Supplied material:
## START

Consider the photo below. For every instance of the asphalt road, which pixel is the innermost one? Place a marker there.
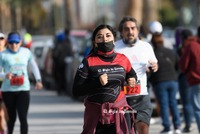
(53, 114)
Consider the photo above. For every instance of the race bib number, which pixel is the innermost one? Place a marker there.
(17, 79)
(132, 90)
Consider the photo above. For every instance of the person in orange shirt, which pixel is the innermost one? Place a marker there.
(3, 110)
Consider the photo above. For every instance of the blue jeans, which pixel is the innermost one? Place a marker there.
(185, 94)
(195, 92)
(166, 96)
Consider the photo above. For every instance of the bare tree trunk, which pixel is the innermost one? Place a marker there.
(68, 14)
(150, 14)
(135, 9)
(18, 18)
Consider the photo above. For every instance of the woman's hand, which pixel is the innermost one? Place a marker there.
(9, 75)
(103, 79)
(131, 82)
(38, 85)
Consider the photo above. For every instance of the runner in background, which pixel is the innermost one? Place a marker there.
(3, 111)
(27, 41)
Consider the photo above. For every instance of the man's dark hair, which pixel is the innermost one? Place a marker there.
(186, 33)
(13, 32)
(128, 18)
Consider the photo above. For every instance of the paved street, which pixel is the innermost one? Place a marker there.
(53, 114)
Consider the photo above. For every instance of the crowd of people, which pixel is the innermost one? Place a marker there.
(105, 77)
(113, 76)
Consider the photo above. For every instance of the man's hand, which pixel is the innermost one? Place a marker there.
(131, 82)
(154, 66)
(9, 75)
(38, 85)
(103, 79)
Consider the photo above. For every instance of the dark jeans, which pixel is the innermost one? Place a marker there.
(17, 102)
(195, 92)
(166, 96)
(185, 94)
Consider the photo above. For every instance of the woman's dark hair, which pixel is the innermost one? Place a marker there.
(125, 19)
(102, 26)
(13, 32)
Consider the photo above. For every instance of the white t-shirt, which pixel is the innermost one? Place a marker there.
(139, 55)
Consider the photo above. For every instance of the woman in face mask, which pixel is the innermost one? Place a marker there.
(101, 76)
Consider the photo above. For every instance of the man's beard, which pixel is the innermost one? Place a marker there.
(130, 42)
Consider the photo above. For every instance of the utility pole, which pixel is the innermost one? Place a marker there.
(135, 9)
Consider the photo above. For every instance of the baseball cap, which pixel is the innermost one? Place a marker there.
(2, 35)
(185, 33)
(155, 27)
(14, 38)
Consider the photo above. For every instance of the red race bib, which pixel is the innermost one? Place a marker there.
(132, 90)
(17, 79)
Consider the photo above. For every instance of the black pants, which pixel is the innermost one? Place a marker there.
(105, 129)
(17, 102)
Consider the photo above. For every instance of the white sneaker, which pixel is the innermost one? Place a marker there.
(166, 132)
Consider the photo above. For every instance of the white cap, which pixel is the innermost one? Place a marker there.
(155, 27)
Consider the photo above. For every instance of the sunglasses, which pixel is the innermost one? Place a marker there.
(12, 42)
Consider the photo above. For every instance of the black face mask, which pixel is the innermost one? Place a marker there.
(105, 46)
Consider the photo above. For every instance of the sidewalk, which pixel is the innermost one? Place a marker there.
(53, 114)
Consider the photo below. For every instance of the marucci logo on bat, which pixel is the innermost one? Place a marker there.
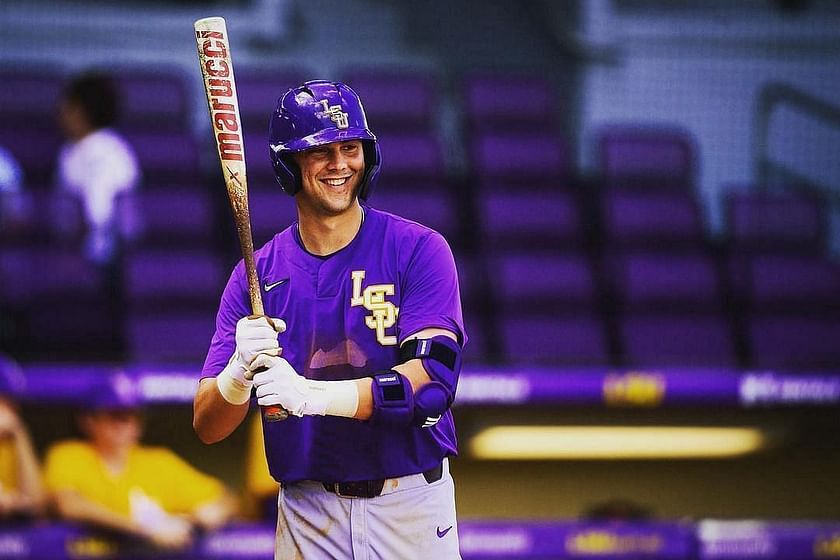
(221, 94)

## END
## START

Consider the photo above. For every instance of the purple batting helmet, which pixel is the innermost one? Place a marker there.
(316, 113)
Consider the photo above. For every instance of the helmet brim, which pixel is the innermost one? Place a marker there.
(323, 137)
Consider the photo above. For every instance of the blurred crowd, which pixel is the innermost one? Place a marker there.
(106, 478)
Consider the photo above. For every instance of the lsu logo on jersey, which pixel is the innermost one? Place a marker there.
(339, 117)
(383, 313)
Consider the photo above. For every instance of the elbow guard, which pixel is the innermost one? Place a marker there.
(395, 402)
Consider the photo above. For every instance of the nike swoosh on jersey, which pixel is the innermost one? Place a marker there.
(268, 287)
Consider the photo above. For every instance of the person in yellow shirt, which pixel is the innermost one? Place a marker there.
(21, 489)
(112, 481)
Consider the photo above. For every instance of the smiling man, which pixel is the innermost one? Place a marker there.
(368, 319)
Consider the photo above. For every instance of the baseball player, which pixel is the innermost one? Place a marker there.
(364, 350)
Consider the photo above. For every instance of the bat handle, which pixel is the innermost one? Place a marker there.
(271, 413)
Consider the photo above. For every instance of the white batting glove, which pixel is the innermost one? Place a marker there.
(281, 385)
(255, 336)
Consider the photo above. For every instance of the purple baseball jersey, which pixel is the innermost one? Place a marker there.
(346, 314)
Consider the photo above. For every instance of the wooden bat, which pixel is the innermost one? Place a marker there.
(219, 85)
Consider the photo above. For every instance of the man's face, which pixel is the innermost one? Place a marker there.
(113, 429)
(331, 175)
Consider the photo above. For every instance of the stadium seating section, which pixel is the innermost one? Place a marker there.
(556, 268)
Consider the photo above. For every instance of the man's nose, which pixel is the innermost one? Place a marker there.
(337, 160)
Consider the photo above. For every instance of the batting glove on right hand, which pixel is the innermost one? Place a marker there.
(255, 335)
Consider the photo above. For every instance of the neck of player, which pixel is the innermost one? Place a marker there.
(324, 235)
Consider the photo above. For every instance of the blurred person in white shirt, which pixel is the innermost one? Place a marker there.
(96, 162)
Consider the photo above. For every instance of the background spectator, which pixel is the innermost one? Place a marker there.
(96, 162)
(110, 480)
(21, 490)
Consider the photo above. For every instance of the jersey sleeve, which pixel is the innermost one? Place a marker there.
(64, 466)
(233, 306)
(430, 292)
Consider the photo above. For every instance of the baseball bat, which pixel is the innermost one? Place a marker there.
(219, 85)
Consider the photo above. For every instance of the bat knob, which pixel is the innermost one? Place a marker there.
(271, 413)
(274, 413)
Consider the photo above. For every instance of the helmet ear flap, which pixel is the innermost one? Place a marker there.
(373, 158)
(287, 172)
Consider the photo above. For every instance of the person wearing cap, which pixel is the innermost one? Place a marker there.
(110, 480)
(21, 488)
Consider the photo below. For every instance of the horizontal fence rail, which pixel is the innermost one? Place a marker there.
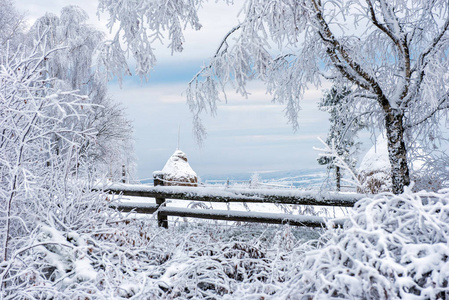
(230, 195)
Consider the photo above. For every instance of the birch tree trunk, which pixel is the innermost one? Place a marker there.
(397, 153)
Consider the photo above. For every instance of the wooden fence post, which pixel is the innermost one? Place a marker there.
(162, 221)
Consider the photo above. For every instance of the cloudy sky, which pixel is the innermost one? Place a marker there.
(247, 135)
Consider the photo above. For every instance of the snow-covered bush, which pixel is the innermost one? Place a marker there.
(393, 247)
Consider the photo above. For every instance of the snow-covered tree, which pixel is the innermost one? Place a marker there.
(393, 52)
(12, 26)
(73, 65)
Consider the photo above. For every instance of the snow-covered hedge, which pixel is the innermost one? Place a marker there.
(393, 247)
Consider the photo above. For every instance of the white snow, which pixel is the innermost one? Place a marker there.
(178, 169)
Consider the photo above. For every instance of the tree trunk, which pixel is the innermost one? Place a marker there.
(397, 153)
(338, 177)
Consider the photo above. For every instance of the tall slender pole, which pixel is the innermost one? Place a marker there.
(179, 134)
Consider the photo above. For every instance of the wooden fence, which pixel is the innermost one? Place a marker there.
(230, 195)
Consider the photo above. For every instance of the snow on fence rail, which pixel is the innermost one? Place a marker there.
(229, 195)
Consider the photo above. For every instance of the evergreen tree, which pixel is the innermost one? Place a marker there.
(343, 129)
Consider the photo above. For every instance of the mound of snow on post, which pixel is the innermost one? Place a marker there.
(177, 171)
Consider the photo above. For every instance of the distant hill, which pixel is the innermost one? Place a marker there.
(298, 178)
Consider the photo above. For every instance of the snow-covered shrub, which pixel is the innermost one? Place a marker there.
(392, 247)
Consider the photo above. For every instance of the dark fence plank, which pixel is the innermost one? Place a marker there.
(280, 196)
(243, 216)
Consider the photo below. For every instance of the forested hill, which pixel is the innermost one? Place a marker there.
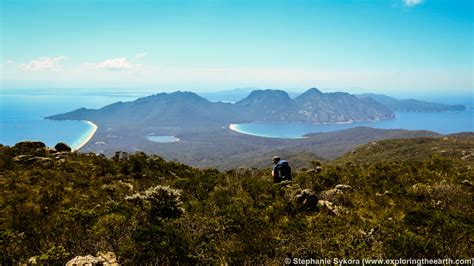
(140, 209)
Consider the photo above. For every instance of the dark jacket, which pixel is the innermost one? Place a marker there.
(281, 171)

## END
## START

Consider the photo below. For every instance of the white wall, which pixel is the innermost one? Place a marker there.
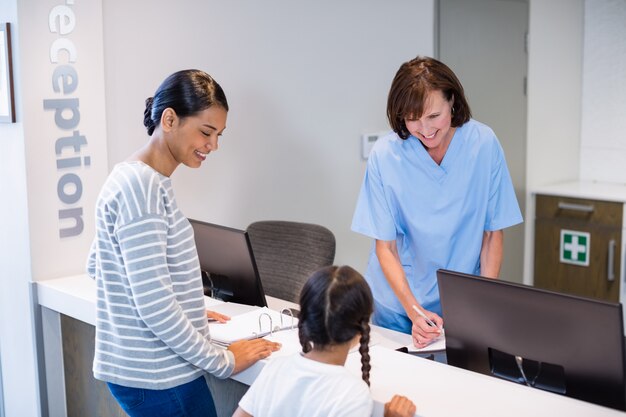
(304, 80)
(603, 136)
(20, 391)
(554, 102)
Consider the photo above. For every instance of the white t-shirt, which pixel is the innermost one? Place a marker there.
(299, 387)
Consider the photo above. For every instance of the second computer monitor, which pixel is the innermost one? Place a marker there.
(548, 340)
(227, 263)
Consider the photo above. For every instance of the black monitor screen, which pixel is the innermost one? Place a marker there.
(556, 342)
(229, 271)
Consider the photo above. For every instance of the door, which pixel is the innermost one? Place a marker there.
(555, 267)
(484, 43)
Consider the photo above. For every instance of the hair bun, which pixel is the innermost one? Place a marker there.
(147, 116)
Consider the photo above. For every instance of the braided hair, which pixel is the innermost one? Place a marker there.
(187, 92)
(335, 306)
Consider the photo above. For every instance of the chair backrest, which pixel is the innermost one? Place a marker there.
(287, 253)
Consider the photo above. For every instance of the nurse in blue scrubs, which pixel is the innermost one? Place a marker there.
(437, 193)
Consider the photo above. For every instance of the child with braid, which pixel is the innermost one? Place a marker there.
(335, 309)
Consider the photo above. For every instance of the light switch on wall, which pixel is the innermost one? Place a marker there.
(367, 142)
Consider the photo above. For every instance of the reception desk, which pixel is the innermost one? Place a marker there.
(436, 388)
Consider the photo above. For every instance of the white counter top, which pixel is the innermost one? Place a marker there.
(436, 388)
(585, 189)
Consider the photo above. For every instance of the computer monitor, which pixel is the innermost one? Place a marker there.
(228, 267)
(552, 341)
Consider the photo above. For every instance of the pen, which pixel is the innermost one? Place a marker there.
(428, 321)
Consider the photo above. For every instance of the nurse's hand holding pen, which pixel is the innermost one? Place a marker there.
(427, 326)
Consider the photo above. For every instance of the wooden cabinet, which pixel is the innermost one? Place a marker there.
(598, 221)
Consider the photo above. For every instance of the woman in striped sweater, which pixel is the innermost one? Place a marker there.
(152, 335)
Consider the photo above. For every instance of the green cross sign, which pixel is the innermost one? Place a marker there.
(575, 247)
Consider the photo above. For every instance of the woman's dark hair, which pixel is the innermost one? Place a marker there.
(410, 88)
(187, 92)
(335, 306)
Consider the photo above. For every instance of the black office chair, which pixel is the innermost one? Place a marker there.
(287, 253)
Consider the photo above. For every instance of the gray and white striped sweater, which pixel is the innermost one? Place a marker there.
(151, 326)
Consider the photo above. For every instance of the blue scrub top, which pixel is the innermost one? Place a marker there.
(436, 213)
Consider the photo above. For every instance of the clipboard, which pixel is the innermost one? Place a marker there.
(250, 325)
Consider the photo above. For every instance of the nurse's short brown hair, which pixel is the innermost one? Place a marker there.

## END

Task requirements:
Pick out each line in the three blocks above that contains the word "computer". Case counts.

Response to the task:
Consider the photo above. For every instance of the second computer monitor, which pixel is the innermost one? Place a marker there.
Consider the photo above. For every instance of the computer monitor, which pixel is the innermost one? Place a marker there.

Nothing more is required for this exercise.